_The data_.
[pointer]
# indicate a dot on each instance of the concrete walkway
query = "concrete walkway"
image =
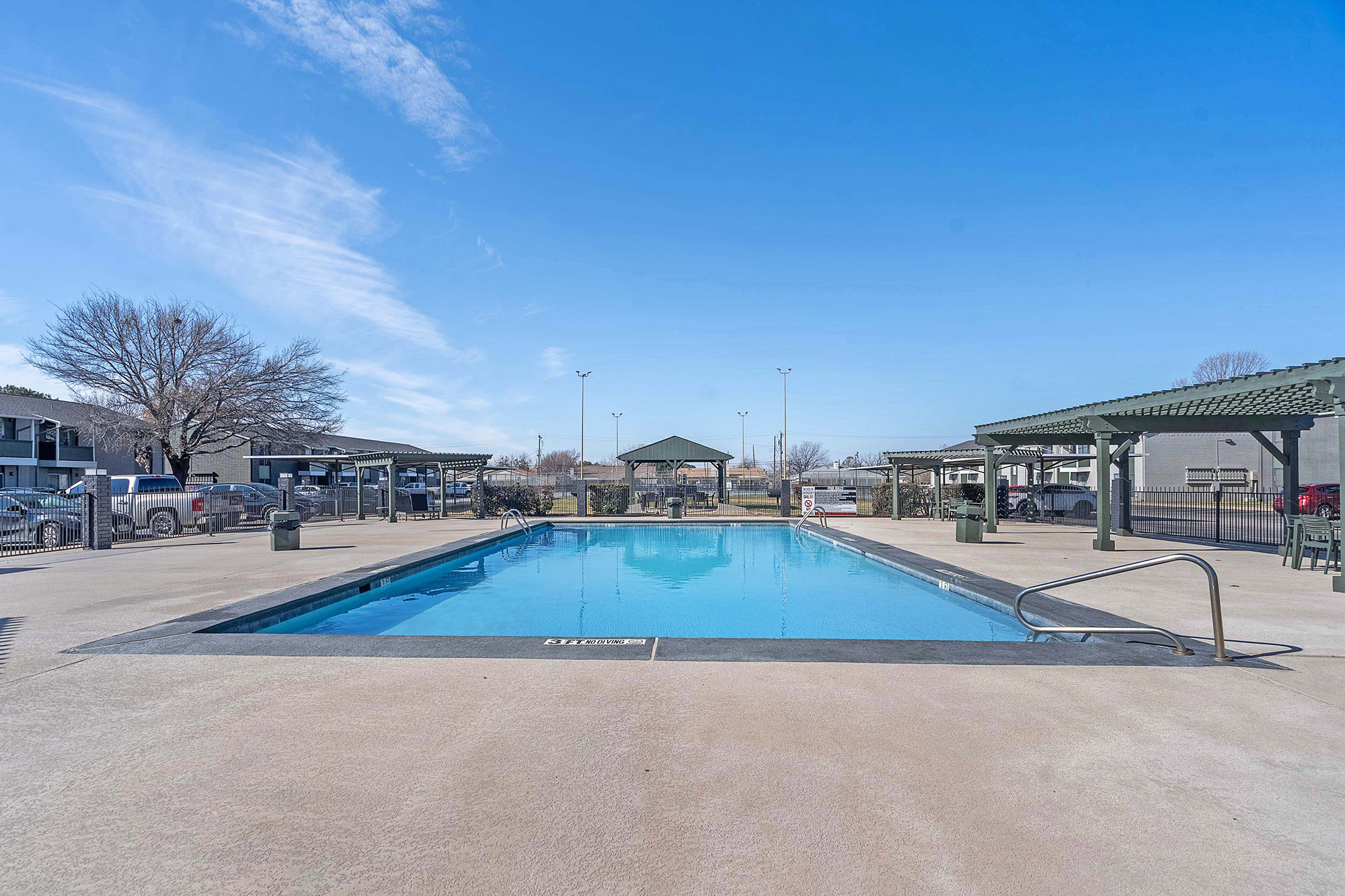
(259, 774)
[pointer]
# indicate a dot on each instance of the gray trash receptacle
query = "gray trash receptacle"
(970, 518)
(284, 530)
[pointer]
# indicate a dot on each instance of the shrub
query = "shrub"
(527, 499)
(970, 491)
(609, 498)
(915, 499)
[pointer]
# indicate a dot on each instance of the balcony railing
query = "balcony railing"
(76, 454)
(15, 448)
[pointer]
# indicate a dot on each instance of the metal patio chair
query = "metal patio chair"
(1317, 536)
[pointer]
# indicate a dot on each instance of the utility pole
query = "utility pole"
(785, 432)
(583, 380)
(743, 447)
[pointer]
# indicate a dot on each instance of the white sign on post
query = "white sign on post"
(836, 501)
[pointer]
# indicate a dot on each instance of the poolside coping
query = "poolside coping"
(233, 628)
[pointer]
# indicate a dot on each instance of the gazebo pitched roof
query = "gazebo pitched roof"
(672, 450)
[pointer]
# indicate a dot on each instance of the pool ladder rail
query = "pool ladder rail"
(814, 512)
(516, 514)
(1179, 647)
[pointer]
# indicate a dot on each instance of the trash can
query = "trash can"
(284, 530)
(969, 522)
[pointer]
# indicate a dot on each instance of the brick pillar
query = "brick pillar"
(96, 532)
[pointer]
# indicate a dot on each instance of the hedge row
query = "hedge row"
(607, 499)
(527, 499)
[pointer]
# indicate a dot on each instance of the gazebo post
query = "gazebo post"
(1104, 540)
(992, 478)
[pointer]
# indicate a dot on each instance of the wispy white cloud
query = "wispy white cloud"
(362, 38)
(278, 228)
(492, 256)
(10, 309)
(15, 372)
(556, 361)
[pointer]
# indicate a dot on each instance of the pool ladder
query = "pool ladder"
(514, 514)
(1179, 647)
(816, 512)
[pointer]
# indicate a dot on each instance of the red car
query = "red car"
(1323, 499)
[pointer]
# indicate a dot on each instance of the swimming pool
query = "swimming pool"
(661, 580)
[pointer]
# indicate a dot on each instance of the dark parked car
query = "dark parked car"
(259, 498)
(46, 518)
(1321, 498)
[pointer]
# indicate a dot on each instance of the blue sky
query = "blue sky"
(937, 216)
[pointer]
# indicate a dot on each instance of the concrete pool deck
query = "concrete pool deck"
(334, 774)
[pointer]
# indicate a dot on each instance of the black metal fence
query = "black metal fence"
(1243, 517)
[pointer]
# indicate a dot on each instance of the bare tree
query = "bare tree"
(24, 391)
(806, 455)
(184, 377)
(562, 460)
(521, 460)
(1225, 365)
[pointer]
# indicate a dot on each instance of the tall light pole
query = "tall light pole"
(583, 380)
(743, 447)
(785, 432)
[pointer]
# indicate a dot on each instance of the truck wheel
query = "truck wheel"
(50, 534)
(163, 524)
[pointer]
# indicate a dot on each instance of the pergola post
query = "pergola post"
(481, 493)
(1126, 473)
(336, 475)
(1292, 490)
(360, 491)
(992, 479)
(1331, 391)
(1104, 540)
(896, 491)
(443, 494)
(938, 489)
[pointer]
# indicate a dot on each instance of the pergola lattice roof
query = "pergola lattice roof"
(1285, 399)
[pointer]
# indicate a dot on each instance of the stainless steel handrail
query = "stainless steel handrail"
(1179, 647)
(514, 514)
(814, 512)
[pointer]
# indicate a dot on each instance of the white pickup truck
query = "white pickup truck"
(155, 502)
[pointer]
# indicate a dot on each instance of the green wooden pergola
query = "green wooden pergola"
(965, 456)
(1286, 401)
(677, 451)
(391, 462)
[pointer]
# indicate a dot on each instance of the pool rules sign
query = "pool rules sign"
(832, 501)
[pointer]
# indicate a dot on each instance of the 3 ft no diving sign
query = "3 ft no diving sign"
(594, 642)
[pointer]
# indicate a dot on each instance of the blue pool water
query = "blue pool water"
(662, 580)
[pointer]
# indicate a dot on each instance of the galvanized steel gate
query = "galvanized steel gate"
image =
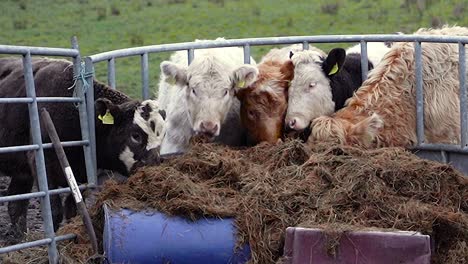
(457, 155)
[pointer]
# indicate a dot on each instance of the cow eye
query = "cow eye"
(136, 138)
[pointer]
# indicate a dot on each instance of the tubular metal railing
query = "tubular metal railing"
(38, 146)
(86, 100)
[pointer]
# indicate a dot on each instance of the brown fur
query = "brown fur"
(383, 111)
(264, 103)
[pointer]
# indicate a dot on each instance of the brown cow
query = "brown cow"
(383, 111)
(264, 102)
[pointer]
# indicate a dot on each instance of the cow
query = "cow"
(383, 111)
(128, 132)
(321, 84)
(264, 102)
(199, 99)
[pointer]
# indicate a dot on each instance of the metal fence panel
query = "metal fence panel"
(38, 146)
(454, 154)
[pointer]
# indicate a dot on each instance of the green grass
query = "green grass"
(107, 25)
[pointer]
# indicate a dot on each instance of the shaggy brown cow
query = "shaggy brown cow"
(264, 102)
(383, 111)
(131, 139)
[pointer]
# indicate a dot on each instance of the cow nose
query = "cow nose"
(208, 127)
(292, 123)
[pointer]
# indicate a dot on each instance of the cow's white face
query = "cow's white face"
(310, 94)
(132, 136)
(209, 87)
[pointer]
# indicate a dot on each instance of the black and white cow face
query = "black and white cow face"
(129, 135)
(310, 94)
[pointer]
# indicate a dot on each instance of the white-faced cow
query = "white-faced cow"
(321, 85)
(199, 98)
(129, 139)
(264, 102)
(383, 111)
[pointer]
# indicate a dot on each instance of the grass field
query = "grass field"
(107, 25)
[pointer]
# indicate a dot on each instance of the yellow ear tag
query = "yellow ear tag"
(170, 80)
(107, 119)
(334, 69)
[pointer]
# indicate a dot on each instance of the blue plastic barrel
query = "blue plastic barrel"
(153, 237)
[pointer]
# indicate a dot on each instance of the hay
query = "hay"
(268, 188)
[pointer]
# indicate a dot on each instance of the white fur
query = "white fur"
(154, 137)
(281, 54)
(306, 103)
(127, 158)
(375, 51)
(210, 74)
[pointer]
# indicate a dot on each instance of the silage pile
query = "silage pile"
(271, 187)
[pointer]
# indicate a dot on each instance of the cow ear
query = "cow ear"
(106, 111)
(174, 73)
(334, 61)
(287, 70)
(244, 76)
(368, 128)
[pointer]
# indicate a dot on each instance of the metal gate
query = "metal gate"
(38, 146)
(457, 155)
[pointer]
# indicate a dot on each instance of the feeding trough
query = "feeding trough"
(153, 237)
(310, 245)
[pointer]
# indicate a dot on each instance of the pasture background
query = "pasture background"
(107, 25)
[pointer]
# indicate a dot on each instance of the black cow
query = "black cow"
(322, 83)
(128, 141)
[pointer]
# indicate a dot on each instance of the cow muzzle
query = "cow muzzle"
(295, 123)
(208, 129)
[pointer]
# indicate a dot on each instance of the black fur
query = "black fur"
(348, 78)
(53, 78)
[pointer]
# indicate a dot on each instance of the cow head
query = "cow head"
(264, 102)
(209, 86)
(358, 131)
(310, 94)
(129, 135)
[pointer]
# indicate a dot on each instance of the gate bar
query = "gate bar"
(145, 76)
(191, 55)
(36, 243)
(40, 100)
(84, 123)
(364, 60)
(46, 211)
(44, 146)
(419, 94)
(247, 54)
(89, 67)
(111, 72)
(24, 50)
(25, 196)
(463, 95)
(274, 41)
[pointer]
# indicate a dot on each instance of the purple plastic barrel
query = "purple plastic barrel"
(309, 245)
(153, 237)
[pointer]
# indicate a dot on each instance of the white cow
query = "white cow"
(199, 98)
(322, 84)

_Work to be completed_.
Transcribe the material exactly, and leave out whatever pictures it holds.

_Solved problem_.
[pointer]
# indicate a dot on each instance of the concrete walkway
query = "concrete walkway"
image =
(259, 774)
[pointer]
# indicate a dot on each instance of the gray trash receptacle
query = "gray trash receptacle"
(970, 518)
(284, 530)
[pointer]
# indicate a dot on each instance of the shrub
query = "shrub"
(527, 499)
(970, 491)
(609, 498)
(915, 499)
[pointer]
# indicate a dot on each instance of the balcony railing
query = "balcony railing"
(76, 454)
(15, 448)
[pointer]
# indicate a dot on each instance of the metal patio chair
query = "metal patio chair"
(1317, 536)
[pointer]
# indicate a dot on each instance of the utility pole
query = "utility pole"
(785, 432)
(583, 380)
(743, 447)
[pointer]
# indicate a dot on each instance of the white sign on post
query = "white sign on post"
(836, 501)
[pointer]
# indicate a dot on each instance of the poolside coping
query = "poolside coping"
(233, 628)
[pointer]
# indicate a dot on each instance of the gazebo pitched roof
query = "gazebo pitched roof"
(672, 450)
[pointer]
# indicate a dot on each instance of the pool ladder rail
query = "pool ladder rail"
(814, 512)
(516, 514)
(1179, 647)
[pointer]
# indicate a dot on each instance of the trash can
query = "trash can"
(284, 530)
(969, 522)
[pointer]
# indicate a dot on each instance of the brick pillar
query = "brick pillar"
(96, 532)
[pointer]
# indicate a dot on each instance of the hedge row
query = "hedge row"
(607, 499)
(527, 499)
[pointer]
# indicate a dot on each instance of the gazebo post
query = "gazebo post"
(1104, 540)
(992, 478)
[pointer]
# indicate a dot on each instance of the wispy white cloud
query = "wispy white cloud"
(362, 38)
(278, 228)
(492, 256)
(10, 309)
(15, 372)
(556, 361)
[pointer]
# indicate a dot on each instance of the pool ladder
query = "pool ladder"
(514, 514)
(1179, 647)
(816, 512)
[pointer]
# indicate a dot on each instance of the red car
query = "red car"
(1323, 499)
[pointer]
# indicate a dot on each instance of the swimming pool
query = "swimming pool"
(661, 580)
[pointer]
# indicate a dot on each instance of the dark parked car
query = "dark parked car"
(259, 498)
(46, 518)
(1321, 498)
[pointer]
# indicate a dot on each instance of the blue sky
query = "blue sky"
(937, 216)
[pointer]
# indicate a dot on each instance of the concrete pool deck
query = "concrete pool deck"
(334, 774)
[pointer]
# indicate a dot on each instance of the black metal fence
query = "black metal fence"
(1243, 517)
[pointer]
# indicate a dot on each instance of the bare tree
query = "bare tree"
(24, 391)
(806, 455)
(184, 377)
(562, 460)
(521, 460)
(1225, 365)
[pointer]
# indicate a dot on each instance of the tall light pole
query = "tall light pole"
(583, 380)
(743, 447)
(785, 432)
[pointer]
# indicate a dot on each instance of the truck wheel
query = "truck wheel"
(50, 534)
(163, 524)
[pointer]
# indicate a dot on each instance of the pergola post
query = "pergola post"
(481, 493)
(1126, 473)
(336, 475)
(1292, 490)
(360, 491)
(992, 479)
(1331, 391)
(1104, 540)
(896, 491)
(443, 494)
(938, 489)
[pointer]
# indicate a dot on each instance of the pergola lattice roof
query = "pergola lattice roof"
(1285, 399)
[pointer]
# indicate a dot on each instance of the stainless steel handrail
query = "stainless steel handrail"
(1179, 647)
(514, 514)
(814, 512)
[pointer]
# indicate a dot on each instance of the white pickup truck
query = "white pickup truck"
(155, 502)
[pointer]
# indicate a dot on each instance of the green wooden pergola
query = "green wooden pergola"
(965, 456)
(1286, 401)
(677, 451)
(391, 462)
[pointer]
# indicate a dot on each instance of the pool rules sign
query = "pool rules sign"
(832, 501)
[pointer]
# indicate a dot on each instance of the 3 ft no diving sign
query = "3 ft no diving sign"
(594, 642)
[pointer]
# indicate a dot on each instance of the blue pool water
query = "blue pool water"
(662, 580)
[pointer]
# indicate a dot on each instance of the galvanized steel gate
query = "galvanized steel gate"
image =
(457, 155)
[pointer]
# indicate a dot on each instance of the cow eye
query = "cow eye"
(136, 138)
[pointer]
# indicate a dot on each instance of the tubular metal railing
query = "tubular metal railing"
(38, 146)
(86, 100)
[pointer]
# indicate a dot on each instance of the brown fur
query = "brown fur"
(383, 111)
(264, 103)
[pointer]
# indicate a dot on each instance of the brown cow
query = "brown cow"
(383, 111)
(264, 102)
[pointer]
# indicate a dot on each instance of the cow
query = "cow"
(383, 111)
(128, 132)
(321, 84)
(264, 102)
(199, 99)
[pointer]
# indicate a dot on each instance of the metal fence panel
query = "metal fence panel"
(38, 146)
(454, 154)
[pointer]
# indicate a dot on each instance of the green grass
query = "green grass"
(107, 25)
[pointer]
# indicate a dot on each instance of the shaggy brown cow
query = "shaggy brown cow"
(264, 102)
(383, 111)
(131, 139)
[pointer]
# indicate a dot on each instance of the cow nose
query = "cow nose"
(208, 127)
(292, 123)
[pointer]
# indicate a dot on each instance of the cow's white face
query = "cow's white face"
(310, 94)
(132, 136)
(209, 87)
[pointer]
# indicate a dot on each instance of the black and white cow face
query = "black and white cow face"
(129, 135)
(310, 94)
[pointer]
# indicate a dot on each instance of the white-faced cow
query = "white-faced cow"
(321, 85)
(199, 98)
(129, 139)
(264, 102)
(383, 111)
[pointer]
# indicate a dot on each instance of the grass field
query = "grass field"
(107, 25)
[pointer]
# indicate a dot on each instance of the yellow ear tag
query = "yellow ear tag"
(170, 80)
(107, 119)
(334, 69)
[pointer]
# indicate a dot on each instance of the blue plastic barrel
query = "blue plastic barrel"
(153, 237)
[pointer]
# indicate a dot on each instance of the hay
query = "hay"
(268, 188)
[pointer]
# indicate a dot on each instance of the white fur
query = "white fur"
(154, 137)
(281, 54)
(306, 103)
(127, 158)
(375, 51)
(210, 74)
[pointer]
# indicate a dot on each instance of the silage pile
query = "silage pile"
(271, 187)
[pointer]
# indicate a dot on each instance of the cow ear
query = "cow ear"
(106, 111)
(174, 73)
(334, 61)
(287, 70)
(244, 76)
(368, 128)
[pointer]
# indicate a dot on each instance of the metal gate
query = "metal gate"
(38, 146)
(457, 155)
[pointer]
# indicate a dot on each instance of the feeding trough
query = "feeding trough"
(153, 237)
(310, 245)
[pointer]
# indicate a dot on each instance of the pasture background
query = "pasture background"
(107, 25)
[pointer]
# indicate a dot on each instance of the black cow
query = "black cow"
(322, 83)
(128, 141)
[pointer]
# indicate a dot on each instance of the cow muzzle
query = "cow muzzle"
(295, 123)
(208, 129)
[pointer]
# indicate a dot on each instance of the black fur
query = "black fur"
(348, 78)
(53, 78)
[pointer]
# indicate a dot on each instance of the cow head
query = "cow head"
(264, 102)
(209, 86)
(358, 131)
(310, 94)
(129, 135)
[pointer]
# indicate a dot on each instance of the gate bar
query = "gate bar"
(145, 76)
(191, 55)
(36, 243)
(40, 100)
(84, 123)
(364, 60)
(46, 211)
(44, 146)
(419, 94)
(247, 54)
(89, 67)
(111, 72)
(24, 50)
(25, 196)
(463, 95)
(274, 41)
[pointer]
# indicate a dot on each instance of the purple plastic barrel
query = "purple plastic barrel"
(309, 245)
(153, 237)
[pointer]
# indicate a dot on each instance of the white cow
query = "white cow"
(199, 98)
(322, 84)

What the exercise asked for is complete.